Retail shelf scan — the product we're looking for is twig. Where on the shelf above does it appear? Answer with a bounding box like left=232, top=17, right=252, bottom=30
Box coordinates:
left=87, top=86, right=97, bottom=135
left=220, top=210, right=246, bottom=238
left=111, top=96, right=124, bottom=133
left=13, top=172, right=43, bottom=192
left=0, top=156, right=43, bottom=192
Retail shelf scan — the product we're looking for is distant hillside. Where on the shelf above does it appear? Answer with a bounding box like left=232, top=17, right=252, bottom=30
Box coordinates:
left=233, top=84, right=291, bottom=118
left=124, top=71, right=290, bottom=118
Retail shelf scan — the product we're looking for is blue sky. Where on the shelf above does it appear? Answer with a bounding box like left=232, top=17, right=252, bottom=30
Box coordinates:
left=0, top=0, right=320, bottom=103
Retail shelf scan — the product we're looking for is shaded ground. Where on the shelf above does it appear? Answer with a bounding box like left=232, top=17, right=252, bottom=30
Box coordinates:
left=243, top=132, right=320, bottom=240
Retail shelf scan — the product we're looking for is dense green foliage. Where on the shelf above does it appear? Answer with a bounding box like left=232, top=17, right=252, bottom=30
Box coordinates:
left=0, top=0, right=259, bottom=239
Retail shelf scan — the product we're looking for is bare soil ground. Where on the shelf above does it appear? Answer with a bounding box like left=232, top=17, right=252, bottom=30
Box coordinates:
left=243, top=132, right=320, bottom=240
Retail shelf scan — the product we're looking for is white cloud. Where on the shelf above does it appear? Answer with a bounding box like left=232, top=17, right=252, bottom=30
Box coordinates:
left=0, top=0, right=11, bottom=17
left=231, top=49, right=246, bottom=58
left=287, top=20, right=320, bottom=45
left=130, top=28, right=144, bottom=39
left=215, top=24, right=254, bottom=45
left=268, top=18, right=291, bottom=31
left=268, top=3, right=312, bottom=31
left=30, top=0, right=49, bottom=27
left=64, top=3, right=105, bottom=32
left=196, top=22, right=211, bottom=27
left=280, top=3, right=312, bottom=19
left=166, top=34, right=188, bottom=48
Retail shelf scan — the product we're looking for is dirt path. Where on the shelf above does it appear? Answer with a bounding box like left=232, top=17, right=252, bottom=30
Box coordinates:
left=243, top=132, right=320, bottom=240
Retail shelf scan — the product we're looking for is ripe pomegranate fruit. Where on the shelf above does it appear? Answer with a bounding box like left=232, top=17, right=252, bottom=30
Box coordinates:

● Written instruction
Rewrite every one of the records above, putting "Store aisle scan" in place of each "Retail shelf scan" and leaving all other text unchanged.

● Answer to the problem
Store aisle scan — the product we're looking for is twig. Where on the shelf above does it appear? Answer with a bounding box like left=232, top=17, right=252, bottom=30
Box coordinates:
left=87, top=86, right=97, bottom=135
left=220, top=210, right=246, bottom=238
left=111, top=96, right=124, bottom=133
left=13, top=172, right=43, bottom=192
left=0, top=156, right=43, bottom=192
Store aisle scan — the product we're looking for is distant hillside. Where on the shelf above does it appear? Answer with a bounding box like left=232, top=17, right=252, bottom=30
Box coordinates:
left=233, top=84, right=291, bottom=118
left=124, top=71, right=290, bottom=118
Store aisle scan — the product we're looking for is blue sky. Where on the shelf above does it appear? Answer with a bounding box like left=232, top=17, right=252, bottom=30
Box coordinates:
left=0, top=0, right=320, bottom=103
Store aisle scan — the product we're looking for is shaded ground. Where on the shelf above does it appear? Answer with a bounding box like left=232, top=17, right=252, bottom=30
Box coordinates:
left=243, top=132, right=320, bottom=240
Store aisle scan — the product we're looking for is dense green foliage. Where on the shelf above does it appear? Answer with a bounding box like left=232, top=17, right=252, bottom=30
Box coordinates:
left=0, top=0, right=259, bottom=239
Store aisle scan — the product we're looking for is bare soil ground. Where on the shelf above does it appear? Answer with a bounding box like left=232, top=17, right=252, bottom=30
Box coordinates:
left=243, top=132, right=320, bottom=240
Store aisle scan — the product we're looking for is white cloud. Where on the shelf above does it appear? Answer with a bounding box like left=232, top=17, right=252, bottom=30
Box coordinates:
left=0, top=0, right=11, bottom=17
left=231, top=49, right=246, bottom=58
left=287, top=20, right=320, bottom=45
left=130, top=28, right=144, bottom=39
left=215, top=24, right=254, bottom=45
left=268, top=18, right=291, bottom=31
left=268, top=3, right=312, bottom=31
left=30, top=0, right=49, bottom=27
left=64, top=3, right=105, bottom=32
left=196, top=22, right=211, bottom=27
left=280, top=3, right=312, bottom=19
left=166, top=34, right=188, bottom=48
Store aisle scan — the product we're looking for is dirt path. Where on the shelf above does it appear? Answer with a bounding box like left=232, top=17, right=252, bottom=30
Box coordinates:
left=243, top=132, right=320, bottom=240
Store aisle scan — the product we're looking for is ripe pomegranate fruit. Where on the shelf above does it appear? Answer with a bounding box like left=232, top=17, right=252, bottom=30
Box coordinates:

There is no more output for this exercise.